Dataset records
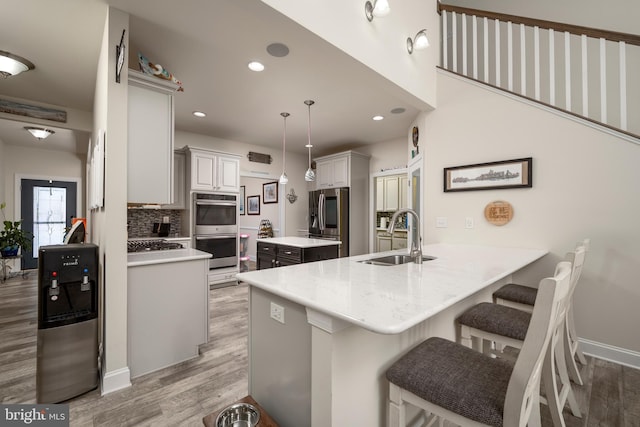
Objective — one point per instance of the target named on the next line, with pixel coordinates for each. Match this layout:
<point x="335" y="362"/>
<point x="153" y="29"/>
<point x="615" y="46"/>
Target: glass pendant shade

THE TASK:
Render every line of the records above as a JSON list of strings, one string per line, with blank lines left out. Omit the pictures from the list.

TASK OUTPUT:
[
  "Objective — one point per instance of the target named on the next line, with pixel coordinates for each. Match this layout:",
  "<point x=\"335\" y=\"362\"/>",
  "<point x=\"153\" y=\"29\"/>",
  "<point x=\"615\" y=\"46\"/>",
  "Target: glass pendant shade"
]